AoC 2024 Day 2: Safinator

Source: Day 2: Red-Nosed Reports

Full solution for today (spoilers!).

Part 1

Count how many given lists of numbers are safe:

  1. Sorted (either ascending or descending)
  2. Strictly increasing/decreasing (no duplicate values)
  3. No increase/decrease is by more than 3

Fair enough. First, we’ll parse:

#[aoc_generator(day2)]
fn parse(input: &str) -> Vec<Vec<i32>> {
    input
        .lines()
        .map(|line| {
            line.split_ascii_whitespace()
                .map(|v| v.parse::<i32>().unwrap())
                .collect::<Vec<i32>>()
        })
        .collect()
}

Then define what it means to be safe:

// Initial version takes in a vector and checks for 'safeness'
// Must be either strictly increasing or decreasing with no difference greater than 3
fn safe(report: &[i32]) -> bool {
    (report.is_sorted() || report.iter().rev().is_sorted())
        && report
            .iter()
            .zip(report.iter().skip(1))
            .all(|(a, b)| a != b && (a - b).abs() <= 3)
}

I like having is_sorted(). And because Vec implemented DoubleEndedIterator, it’s fairly cheap to have all these Iters floating around.

The last trick is the zip, but because one is iter() and the other is iter().skip(1), that’s just a fancy way of making a 2 element sliding window.

Okay, we have that, check if all the given lists are safe:

#[aoc(day2, part1, initial)]
fn part1_initial(input: &[Vec<i32>]) -> usize {
    input.iter().filter(|report| safe(report)).count()

**Complete the following**:
A) In the Advent of Code Day 2 write-up, what is the largest step up or down allowed between neighboring numbers in a safe list?
B) Using the Advent of Code Day 2 write-up, explain in one to three sentences why the zip in the safe function gives pairs of neighboring values.
C) Go on with the Advent of Code Day 2 write-up from its final line of code.

**Material**:
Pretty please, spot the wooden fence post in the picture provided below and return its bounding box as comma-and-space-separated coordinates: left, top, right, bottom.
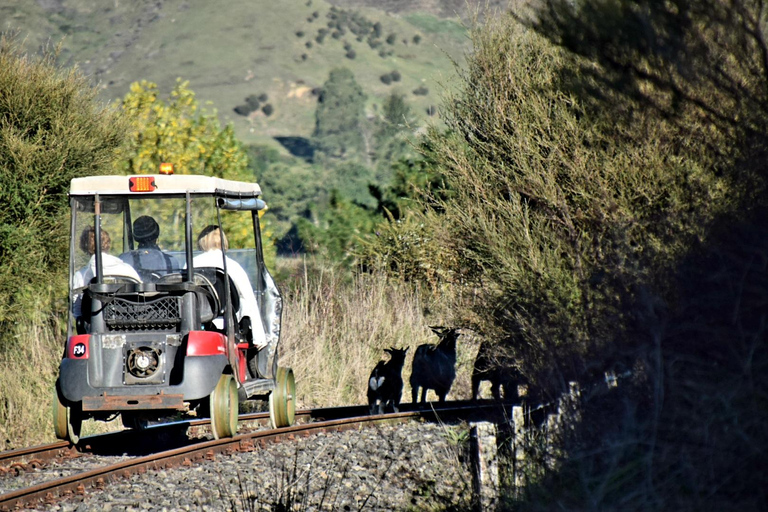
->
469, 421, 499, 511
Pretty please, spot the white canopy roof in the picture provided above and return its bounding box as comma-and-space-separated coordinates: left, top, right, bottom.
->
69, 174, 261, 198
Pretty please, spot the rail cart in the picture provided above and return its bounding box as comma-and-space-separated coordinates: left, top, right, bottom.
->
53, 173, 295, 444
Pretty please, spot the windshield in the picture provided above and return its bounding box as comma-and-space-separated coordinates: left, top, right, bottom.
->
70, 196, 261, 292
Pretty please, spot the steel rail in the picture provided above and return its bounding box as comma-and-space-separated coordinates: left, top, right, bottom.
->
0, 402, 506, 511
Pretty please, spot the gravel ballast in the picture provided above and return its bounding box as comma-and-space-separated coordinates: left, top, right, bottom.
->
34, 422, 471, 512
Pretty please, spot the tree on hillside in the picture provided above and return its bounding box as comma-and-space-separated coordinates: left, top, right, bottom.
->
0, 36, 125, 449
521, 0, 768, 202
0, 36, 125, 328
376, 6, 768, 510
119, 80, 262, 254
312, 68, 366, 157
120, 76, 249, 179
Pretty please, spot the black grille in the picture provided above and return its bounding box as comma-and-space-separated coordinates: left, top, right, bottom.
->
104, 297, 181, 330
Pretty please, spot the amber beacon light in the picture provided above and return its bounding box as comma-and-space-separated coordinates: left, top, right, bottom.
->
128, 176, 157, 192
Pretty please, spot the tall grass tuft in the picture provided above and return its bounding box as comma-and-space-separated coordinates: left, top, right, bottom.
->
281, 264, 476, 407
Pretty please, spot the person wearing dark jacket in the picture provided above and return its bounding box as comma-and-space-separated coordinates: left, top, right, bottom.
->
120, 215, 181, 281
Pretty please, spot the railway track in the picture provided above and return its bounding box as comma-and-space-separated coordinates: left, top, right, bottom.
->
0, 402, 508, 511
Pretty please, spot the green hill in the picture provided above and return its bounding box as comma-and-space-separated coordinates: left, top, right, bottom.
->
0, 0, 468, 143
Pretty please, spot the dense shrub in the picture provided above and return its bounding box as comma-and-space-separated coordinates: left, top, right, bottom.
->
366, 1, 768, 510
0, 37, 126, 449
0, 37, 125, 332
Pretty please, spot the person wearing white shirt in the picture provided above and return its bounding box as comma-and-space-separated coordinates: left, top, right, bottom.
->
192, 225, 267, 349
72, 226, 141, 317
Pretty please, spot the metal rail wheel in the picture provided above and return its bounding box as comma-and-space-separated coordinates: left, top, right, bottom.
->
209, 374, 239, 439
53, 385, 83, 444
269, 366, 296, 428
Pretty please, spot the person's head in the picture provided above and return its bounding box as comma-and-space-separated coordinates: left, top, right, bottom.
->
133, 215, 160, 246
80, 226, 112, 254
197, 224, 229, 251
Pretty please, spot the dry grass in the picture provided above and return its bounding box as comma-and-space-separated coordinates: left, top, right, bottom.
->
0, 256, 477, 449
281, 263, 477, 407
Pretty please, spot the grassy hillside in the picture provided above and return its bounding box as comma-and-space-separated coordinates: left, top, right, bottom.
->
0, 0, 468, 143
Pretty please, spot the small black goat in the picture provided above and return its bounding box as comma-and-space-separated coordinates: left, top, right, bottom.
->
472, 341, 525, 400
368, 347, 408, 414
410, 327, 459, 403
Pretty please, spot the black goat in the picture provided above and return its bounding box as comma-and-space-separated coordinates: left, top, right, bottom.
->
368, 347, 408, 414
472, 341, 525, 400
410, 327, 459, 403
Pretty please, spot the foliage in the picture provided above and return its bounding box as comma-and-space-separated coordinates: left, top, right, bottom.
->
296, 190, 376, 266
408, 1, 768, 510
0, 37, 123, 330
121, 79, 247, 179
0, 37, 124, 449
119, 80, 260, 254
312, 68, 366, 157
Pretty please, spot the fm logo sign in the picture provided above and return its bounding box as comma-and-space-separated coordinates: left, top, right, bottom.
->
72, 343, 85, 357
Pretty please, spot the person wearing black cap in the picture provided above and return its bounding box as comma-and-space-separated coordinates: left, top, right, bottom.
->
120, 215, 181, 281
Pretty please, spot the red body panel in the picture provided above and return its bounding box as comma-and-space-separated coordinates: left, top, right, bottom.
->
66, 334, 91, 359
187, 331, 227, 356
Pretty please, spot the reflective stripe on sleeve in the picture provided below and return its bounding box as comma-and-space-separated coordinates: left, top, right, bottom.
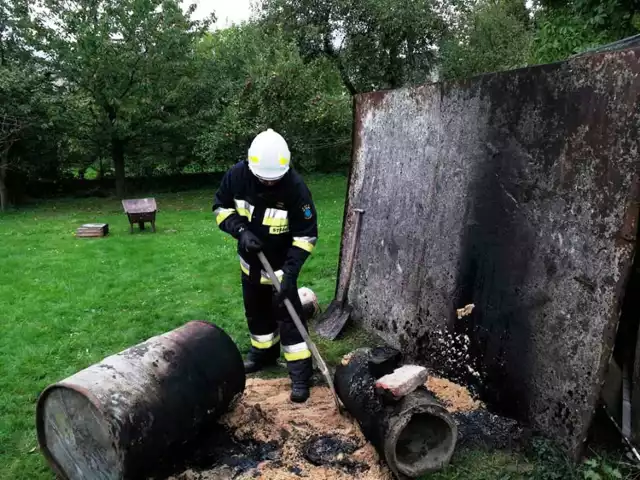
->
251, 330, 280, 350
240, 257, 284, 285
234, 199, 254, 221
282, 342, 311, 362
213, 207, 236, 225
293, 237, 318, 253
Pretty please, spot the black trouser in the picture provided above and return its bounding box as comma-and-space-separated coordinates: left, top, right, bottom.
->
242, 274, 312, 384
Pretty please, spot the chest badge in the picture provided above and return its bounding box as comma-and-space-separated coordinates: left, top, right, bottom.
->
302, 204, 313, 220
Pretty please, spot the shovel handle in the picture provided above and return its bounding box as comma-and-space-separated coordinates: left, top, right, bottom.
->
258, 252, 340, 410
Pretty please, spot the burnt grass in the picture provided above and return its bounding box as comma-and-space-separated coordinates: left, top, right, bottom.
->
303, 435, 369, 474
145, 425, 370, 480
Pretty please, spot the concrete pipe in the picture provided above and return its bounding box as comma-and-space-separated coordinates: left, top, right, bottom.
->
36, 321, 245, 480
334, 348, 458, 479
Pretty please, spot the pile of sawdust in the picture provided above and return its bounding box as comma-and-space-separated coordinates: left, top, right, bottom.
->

**Answers for the exercise**:
A) No increase or decrease may be more than 3.

B) The zip pairs report.iter() with report.iter().skip(1), so each value is matched with the one after it. This makes a 2 element sliding window over the list.

C)
}

Run it:

$ cargo aoc --day 2 --part 1

AOC 2024
Day 2 - Part 1 - initial : 432
	generator: 112.208µs,
	runner: 14.834µs

Nice!

Part 2

How many are safe if you allow skipping any one element?

Okay, this one is actually more interesting that you’d expect to do more quickly. But first, a direct solution to it:

#[aoc(day2, part2, initial)]
fn part2_initial(input: &[Vec<i32>]) -> usize {
    input
        .iter()
        .filter(|report| {
            for n in 0..report.len() {
                let mut sub_report = (*report).clone();
                sub_report.remove(n);
                if safe(&sub_report) {
                    return true;
                }
            }
            false
        })
        .count()
}

Basically, for each possible element, we’ll create a new report that removes it and then check if that’s safe (bailing out as soon as we find one as a small optimization).

And it works well enough:

$ cargo aoc --day 2 --part 2

AOC 2024
Day 2 - Part 2 - initial : 488
	generator: 96µs,
	runner: 164.75µs

But… despite the fact that it’s already running in ~250µs (including parsing; and that’s really plenty fast), we can do better.

Optimization 1: Don’t clone vec

The main problem we have is the (*report).clone(). The reports are small, but it’s still a not insignificant cost to keep making more and more copies of those.

But we don’t have to. What if we had an Iter that could still iterate over that same Vec, but skip one element?

Or alternatively (and this was the way I went with it), what if safe took an Iterator and then we could construct (and clone) iterators instead of the Vec themselves. They’ll all share one Vec so should be much cheaper to clone.

// Optimized version that takes in a reversible iterator and does the same
// This will allow us to skip values in the middle of the list
// And because we're only cloning the iter (not the entire vec) can be faster for part 2
fn safe_iter<'a, I>(report_iter: I) -> bool
where
    I: DoubleEndedIterator<Item = &'a i32> + Clone,
{
    (report_iter.clone().is_sorted() || report_iter.clone().rev().is_sorted())
        && report_iter
            .clone()
            .zip(report_iter.clone().skip(1))
            .all(|(a, b)| a != b && (a - b).abs() <= 3)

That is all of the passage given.